[Recorded data]

■ ■ ■ ■

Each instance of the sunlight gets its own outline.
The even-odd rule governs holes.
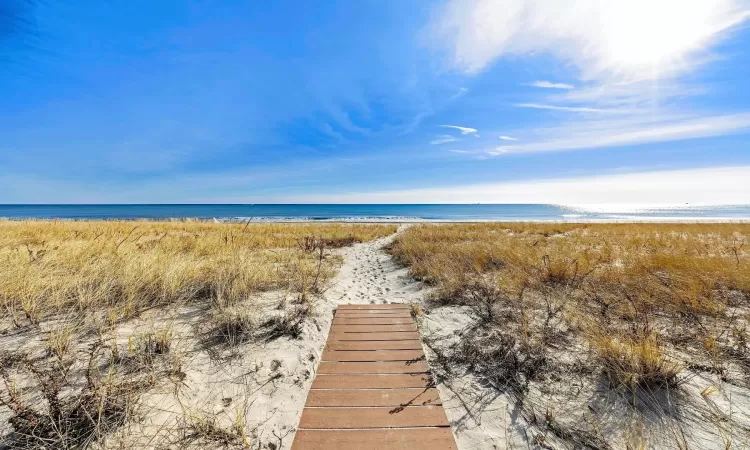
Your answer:
[[[679,69],[684,56],[699,49],[717,27],[715,2],[635,0],[601,10],[600,45],[619,70]]]
[[[504,55],[549,53],[584,80],[649,79],[702,64],[701,51],[748,14],[739,0],[451,0],[434,30],[469,73]]]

■ ■ ■ ■

### Task description
In this exercise, set down all of the data exactly, without the pictures.

### Response
Each instance of the sunlight gets its own outline.
The even-odd rule governs holes.
Your answer:
[[[679,69],[684,56],[699,49],[717,27],[715,2],[635,0],[601,10],[600,45],[619,70]]]
[[[504,55],[549,53],[584,80],[649,79],[702,64],[701,51],[748,14],[739,0],[451,0],[434,30],[469,73]]]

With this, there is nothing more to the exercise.